- YOUR OBJECTIVE: Would you please repeat the data exactly as given?

────

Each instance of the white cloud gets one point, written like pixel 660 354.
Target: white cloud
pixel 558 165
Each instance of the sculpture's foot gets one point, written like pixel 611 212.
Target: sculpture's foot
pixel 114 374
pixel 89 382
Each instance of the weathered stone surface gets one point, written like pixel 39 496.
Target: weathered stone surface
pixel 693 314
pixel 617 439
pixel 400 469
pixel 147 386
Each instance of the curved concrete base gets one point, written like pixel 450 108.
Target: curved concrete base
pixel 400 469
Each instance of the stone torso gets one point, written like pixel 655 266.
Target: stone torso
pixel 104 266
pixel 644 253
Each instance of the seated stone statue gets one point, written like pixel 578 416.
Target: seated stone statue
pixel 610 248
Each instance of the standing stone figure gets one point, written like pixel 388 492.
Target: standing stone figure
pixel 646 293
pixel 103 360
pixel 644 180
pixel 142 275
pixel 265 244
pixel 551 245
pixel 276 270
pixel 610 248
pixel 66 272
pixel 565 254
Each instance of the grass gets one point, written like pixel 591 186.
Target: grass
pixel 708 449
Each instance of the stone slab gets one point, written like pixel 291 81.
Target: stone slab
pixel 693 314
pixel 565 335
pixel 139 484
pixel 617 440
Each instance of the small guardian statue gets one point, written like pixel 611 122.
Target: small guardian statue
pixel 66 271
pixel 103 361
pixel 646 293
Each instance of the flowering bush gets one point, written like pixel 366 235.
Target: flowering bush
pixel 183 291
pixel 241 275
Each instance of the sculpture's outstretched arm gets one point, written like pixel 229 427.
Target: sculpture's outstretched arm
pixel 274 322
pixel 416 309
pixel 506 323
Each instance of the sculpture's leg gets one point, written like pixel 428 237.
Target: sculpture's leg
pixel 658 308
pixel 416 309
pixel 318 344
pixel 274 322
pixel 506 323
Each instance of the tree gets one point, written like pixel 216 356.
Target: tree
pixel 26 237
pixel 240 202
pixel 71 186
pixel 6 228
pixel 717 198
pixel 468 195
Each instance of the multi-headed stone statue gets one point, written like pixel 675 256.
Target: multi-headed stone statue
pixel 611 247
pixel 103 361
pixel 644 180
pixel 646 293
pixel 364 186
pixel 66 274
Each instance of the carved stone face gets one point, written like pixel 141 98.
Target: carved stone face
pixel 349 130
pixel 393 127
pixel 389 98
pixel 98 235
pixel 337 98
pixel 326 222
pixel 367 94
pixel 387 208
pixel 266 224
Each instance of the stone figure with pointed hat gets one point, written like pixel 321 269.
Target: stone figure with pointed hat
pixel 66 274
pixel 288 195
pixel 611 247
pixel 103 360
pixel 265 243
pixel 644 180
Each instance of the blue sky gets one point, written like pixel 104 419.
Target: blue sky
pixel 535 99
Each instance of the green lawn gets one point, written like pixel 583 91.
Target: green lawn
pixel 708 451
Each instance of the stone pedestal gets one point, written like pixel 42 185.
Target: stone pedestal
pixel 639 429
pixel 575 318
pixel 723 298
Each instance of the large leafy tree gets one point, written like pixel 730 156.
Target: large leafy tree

────

- TASK SOLUTION:
Each instance of the white cloud gets one point, written like pixel 660 354.
Target: white cloud
pixel 558 165
Each instance of the sculpture's foot gets one point, written like pixel 611 212.
Target: sculpture's foot
pixel 114 374
pixel 89 382
Each instance of the weathered stone surface gets one point, written like pixel 39 496.
Target: weathered stone surface
pixel 693 314
pixel 617 439
pixel 400 469
pixel 147 386
Each instance of the curved concrete base gets one point, written like pixel 450 108.
Target: curved concrete base
pixel 400 469
Each instance of the stone torso gets one point, written like pixel 655 266.
Target: stone torso
pixel 104 266
pixel 644 253
Each instance of the seated stone statue gets one point, written like pixel 578 416.
Target: seated stone statue
pixel 610 248
Each instance of the standing stone figure gets one point, written like pixel 388 492.
Target: standing stone figure
pixel 646 293
pixel 103 360
pixel 644 180
pixel 142 275
pixel 265 244
pixel 551 245
pixel 276 270
pixel 610 248
pixel 66 272
pixel 565 254
Each instance of the grass gets one point, written like pixel 591 186.
Target: grass
pixel 708 449
Each instance of the stone slab gets one point, written like pixel 291 81.
Target: stone slab
pixel 693 314
pixel 565 335
pixel 139 484
pixel 617 440
Each instance of the small guardian statue gets one point, written like pixel 611 122.
Target: small guardian statue
pixel 66 271
pixel 103 361
pixel 646 293
Each instance of the flowering bush gets one point, written like pixel 366 235.
Target: flowering bush
pixel 183 291
pixel 241 275
Each instance of the sculpture's outstretched arm gets one point, written like pixel 229 427.
Target: sculpture's outstretched arm
pixel 274 322
pixel 416 309
pixel 506 323
Each instance of the sculpture's leg gets one point, written like pixel 428 237.
Target: sculpture's leg
pixel 658 308
pixel 416 309
pixel 318 344
pixel 274 322
pixel 506 323
Each instance of the tree gets one point, written like pixel 216 356.
Target: tree
pixel 26 237
pixel 240 202
pixel 71 186
pixel 6 228
pixel 717 198
pixel 468 195
Each instance of the multi-headed stone statue gets one point, written like pixel 675 256.
Target: multi-headed stone statue
pixel 611 247
pixel 103 361
pixel 644 180
pixel 646 293
pixel 364 186
pixel 66 274
Each instance of the carved stone face gets one point, written like pixel 141 98.
Target: carved stone face
pixel 349 130
pixel 393 127
pixel 389 98
pixel 98 235
pixel 337 98
pixel 326 222
pixel 367 94
pixel 387 208
pixel 266 224
Each instance of the stone figure with pointed hat gets one point, written like pixel 321 269.
Target: stone figure with pointed hat
pixel 66 274
pixel 288 195
pixel 611 247
pixel 103 360
pixel 265 243
pixel 644 180
Each instance of the blue sky gets one point, written like pixel 104 419.
Target: blue sky
pixel 535 99
Each instance of the green lawn gets one point, written like pixel 583 91.
Target: green lawn
pixel 708 451
Each instance of the stone pedestal gets one point, written like pixel 42 185.
Target: stone pedestal
pixel 639 429
pixel 575 318
pixel 723 298
Each instance of the large leafy tree gets one point, written like pixel 730 156.
Target: large leafy tree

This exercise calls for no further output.